--- Exercise task ---
Write out the lines below from the first line of the records up to and including the line with "<point>518,285</point>", reproducing each one without change but leaving out the pictures.

--- Excerpted records ---
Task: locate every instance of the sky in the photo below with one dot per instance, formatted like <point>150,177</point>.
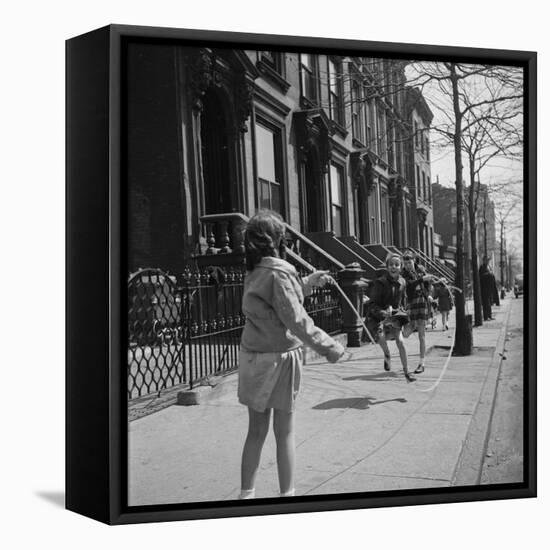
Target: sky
<point>504,176</point>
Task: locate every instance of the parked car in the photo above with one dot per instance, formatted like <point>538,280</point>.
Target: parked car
<point>518,285</point>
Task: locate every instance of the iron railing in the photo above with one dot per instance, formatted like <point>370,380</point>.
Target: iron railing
<point>184,329</point>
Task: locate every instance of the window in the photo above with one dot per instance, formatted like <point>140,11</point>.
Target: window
<point>275,60</point>
<point>391,144</point>
<point>335,92</point>
<point>356,126</point>
<point>370,124</point>
<point>308,76</point>
<point>385,218</point>
<point>269,163</point>
<point>337,198</point>
<point>427,147</point>
<point>382,138</point>
<point>424,190</point>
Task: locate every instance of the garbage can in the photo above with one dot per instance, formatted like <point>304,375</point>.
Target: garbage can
<point>464,343</point>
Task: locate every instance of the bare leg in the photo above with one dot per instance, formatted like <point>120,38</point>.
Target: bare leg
<point>384,345</point>
<point>403,355</point>
<point>422,340</point>
<point>283,427</point>
<point>258,426</point>
<point>402,351</point>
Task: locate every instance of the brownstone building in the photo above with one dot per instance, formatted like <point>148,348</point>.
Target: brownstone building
<point>338,145</point>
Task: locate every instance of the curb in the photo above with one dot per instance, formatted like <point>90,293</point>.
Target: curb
<point>469,466</point>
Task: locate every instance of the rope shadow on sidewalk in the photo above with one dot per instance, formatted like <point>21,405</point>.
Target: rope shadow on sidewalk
<point>378,377</point>
<point>361,403</point>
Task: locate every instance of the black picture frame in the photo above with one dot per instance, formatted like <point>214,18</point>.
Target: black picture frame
<point>96,424</point>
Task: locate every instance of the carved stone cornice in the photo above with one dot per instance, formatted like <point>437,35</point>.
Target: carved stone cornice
<point>313,131</point>
<point>361,172</point>
<point>231,72</point>
<point>396,191</point>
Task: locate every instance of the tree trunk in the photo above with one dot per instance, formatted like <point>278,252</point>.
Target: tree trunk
<point>463,335</point>
<point>478,314</point>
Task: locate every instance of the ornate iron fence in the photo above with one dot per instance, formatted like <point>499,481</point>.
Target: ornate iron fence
<point>182,330</point>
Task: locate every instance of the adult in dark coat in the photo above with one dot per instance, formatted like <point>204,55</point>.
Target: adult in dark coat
<point>495,299</point>
<point>486,283</point>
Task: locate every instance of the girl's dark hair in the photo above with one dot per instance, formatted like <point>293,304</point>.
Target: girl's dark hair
<point>264,236</point>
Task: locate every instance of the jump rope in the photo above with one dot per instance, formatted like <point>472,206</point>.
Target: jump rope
<point>332,281</point>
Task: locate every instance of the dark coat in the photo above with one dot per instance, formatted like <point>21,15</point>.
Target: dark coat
<point>416,286</point>
<point>386,292</point>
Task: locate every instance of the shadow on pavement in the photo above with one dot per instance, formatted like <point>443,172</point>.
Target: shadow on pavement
<point>379,377</point>
<point>361,403</point>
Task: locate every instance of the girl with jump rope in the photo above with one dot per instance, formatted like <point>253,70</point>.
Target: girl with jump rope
<point>418,303</point>
<point>271,355</point>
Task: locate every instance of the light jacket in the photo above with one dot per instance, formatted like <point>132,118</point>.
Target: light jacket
<point>276,320</point>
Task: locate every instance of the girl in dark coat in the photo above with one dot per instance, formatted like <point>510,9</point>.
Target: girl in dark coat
<point>385,313</point>
<point>417,282</point>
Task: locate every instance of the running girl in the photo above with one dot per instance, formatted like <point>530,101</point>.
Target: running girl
<point>385,314</point>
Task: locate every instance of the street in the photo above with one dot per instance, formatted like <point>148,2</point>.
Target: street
<point>358,428</point>
<point>504,458</point>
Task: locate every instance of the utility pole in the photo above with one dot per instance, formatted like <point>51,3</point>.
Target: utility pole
<point>502,252</point>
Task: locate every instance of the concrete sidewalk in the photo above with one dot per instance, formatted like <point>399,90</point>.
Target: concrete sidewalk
<point>358,428</point>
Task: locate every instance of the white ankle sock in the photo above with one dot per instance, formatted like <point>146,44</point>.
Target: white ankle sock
<point>247,493</point>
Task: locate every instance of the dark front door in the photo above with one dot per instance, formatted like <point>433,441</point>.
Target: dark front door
<point>313,195</point>
<point>215,156</point>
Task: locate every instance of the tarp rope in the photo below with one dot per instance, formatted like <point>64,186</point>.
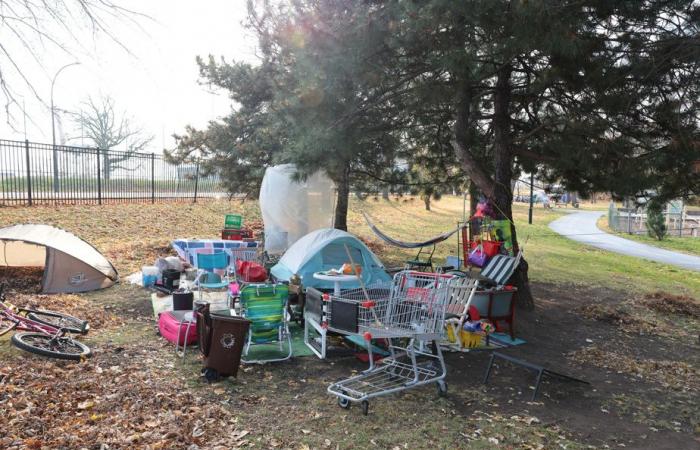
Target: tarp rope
<point>402,244</point>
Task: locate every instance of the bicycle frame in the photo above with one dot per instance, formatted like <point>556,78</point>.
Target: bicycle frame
<point>23,323</point>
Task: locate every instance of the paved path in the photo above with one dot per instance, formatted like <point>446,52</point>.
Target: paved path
<point>581,226</point>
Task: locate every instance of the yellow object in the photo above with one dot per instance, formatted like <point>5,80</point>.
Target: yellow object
<point>469,339</point>
<point>451,328</point>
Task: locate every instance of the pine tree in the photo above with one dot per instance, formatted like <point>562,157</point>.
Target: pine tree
<point>656,222</point>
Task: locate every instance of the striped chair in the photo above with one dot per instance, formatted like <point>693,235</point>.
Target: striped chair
<point>499,270</point>
<point>265,306</point>
<point>497,303</point>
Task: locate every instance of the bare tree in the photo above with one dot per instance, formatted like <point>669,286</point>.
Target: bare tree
<point>109,130</point>
<point>29,29</point>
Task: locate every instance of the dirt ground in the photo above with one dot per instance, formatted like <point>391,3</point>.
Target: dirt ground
<point>135,392</point>
<point>639,352</point>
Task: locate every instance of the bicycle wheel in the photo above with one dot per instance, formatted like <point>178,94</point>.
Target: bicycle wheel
<point>59,320</point>
<point>6,325</point>
<point>45,345</point>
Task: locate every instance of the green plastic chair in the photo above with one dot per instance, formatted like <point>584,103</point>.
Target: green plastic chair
<point>265,306</point>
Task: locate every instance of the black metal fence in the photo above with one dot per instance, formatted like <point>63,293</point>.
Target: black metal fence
<point>32,173</point>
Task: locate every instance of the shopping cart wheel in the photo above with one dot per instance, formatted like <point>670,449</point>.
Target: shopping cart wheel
<point>442,388</point>
<point>210,374</point>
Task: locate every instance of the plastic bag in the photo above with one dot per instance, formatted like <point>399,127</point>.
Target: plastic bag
<point>478,257</point>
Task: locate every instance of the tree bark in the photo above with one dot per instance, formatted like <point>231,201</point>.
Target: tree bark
<point>503,174</point>
<point>497,188</point>
<point>340,221</point>
<point>473,198</point>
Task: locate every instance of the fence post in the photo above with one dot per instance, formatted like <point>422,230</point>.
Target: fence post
<point>532,185</point>
<point>29,172</point>
<point>629,221</point>
<point>99,178</point>
<point>153,177</point>
<point>196,182</point>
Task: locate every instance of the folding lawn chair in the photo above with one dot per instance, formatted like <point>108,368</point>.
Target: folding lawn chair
<point>265,305</point>
<point>207,279</point>
<point>499,269</point>
<point>497,302</point>
<point>423,260</point>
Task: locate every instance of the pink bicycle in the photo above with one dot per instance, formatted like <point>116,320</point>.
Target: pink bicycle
<point>45,333</point>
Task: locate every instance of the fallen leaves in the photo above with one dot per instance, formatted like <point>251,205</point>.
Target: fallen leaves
<point>115,399</point>
<point>672,374</point>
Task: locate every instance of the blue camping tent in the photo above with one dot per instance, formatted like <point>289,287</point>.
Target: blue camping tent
<point>325,249</point>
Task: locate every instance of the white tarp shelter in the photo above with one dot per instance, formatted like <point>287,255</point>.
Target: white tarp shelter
<point>70,264</point>
<point>292,209</point>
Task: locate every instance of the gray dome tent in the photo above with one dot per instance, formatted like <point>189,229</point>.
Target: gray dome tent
<point>70,264</point>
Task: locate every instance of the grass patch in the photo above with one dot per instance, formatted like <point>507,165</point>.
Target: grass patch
<point>689,245</point>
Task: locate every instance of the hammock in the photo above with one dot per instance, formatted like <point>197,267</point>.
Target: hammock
<point>402,244</point>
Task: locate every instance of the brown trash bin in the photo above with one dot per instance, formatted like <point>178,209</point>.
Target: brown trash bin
<point>221,341</point>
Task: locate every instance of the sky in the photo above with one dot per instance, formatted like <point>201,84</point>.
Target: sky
<point>154,81</point>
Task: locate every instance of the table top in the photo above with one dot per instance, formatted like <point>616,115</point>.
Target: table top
<point>339,278</point>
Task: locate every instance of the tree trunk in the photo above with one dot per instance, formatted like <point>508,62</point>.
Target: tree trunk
<point>106,165</point>
<point>502,198</point>
<point>497,188</point>
<point>473,198</point>
<point>341,207</point>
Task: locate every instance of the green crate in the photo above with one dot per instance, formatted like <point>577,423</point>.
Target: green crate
<point>233,222</point>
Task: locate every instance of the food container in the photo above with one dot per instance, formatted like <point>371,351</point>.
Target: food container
<point>149,275</point>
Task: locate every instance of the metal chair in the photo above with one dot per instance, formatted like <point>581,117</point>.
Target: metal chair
<point>419,263</point>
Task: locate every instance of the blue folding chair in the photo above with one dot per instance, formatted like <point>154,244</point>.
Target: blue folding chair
<point>207,279</point>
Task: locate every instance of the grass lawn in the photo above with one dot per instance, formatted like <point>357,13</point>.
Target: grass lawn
<point>690,245</point>
<point>603,317</point>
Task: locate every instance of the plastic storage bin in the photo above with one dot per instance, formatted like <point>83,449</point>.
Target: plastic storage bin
<point>149,275</point>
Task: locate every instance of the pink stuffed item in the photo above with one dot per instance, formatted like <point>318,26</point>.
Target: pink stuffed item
<point>174,329</point>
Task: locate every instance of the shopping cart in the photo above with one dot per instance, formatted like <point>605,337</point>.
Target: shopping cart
<point>409,311</point>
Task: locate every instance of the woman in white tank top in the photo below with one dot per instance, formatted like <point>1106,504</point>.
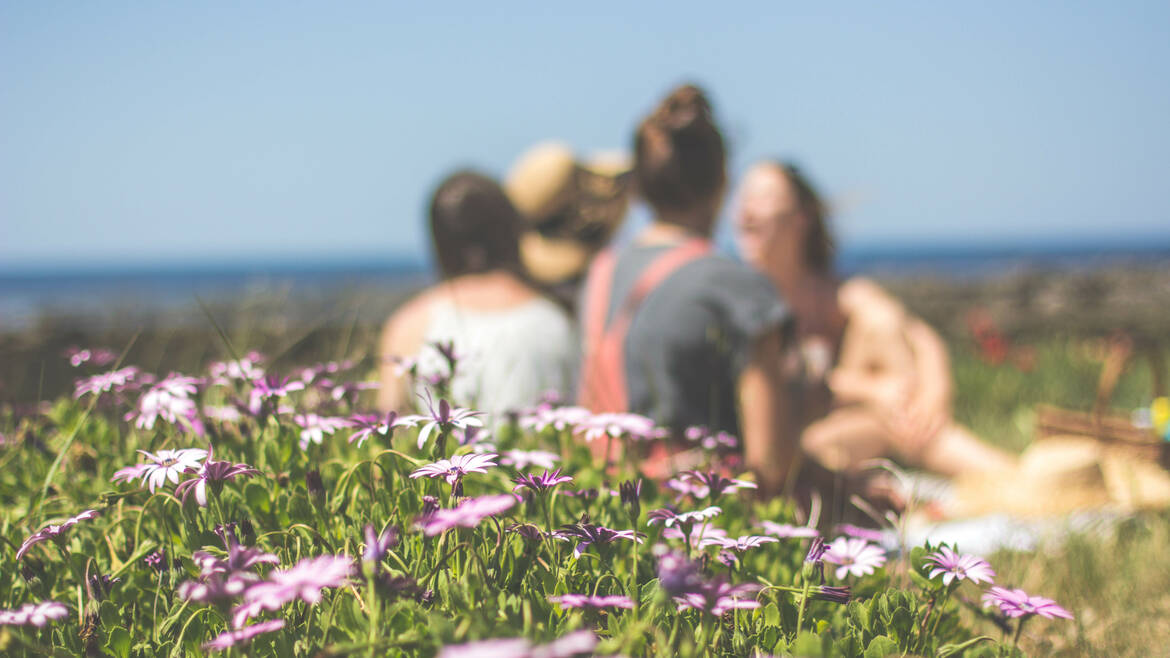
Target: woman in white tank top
<point>513,342</point>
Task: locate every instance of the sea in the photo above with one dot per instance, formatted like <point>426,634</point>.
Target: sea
<point>29,293</point>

--- Response ---
Task: locate every instance of the sky in the photo below with one dot per instance, formatted like <point>150,177</point>.
Target: sky
<point>504,176</point>
Task: locate every instance of the parked car in the photo above with one dot per instance, formatted like <point>538,280</point>.
Target: parked car
<point>518,285</point>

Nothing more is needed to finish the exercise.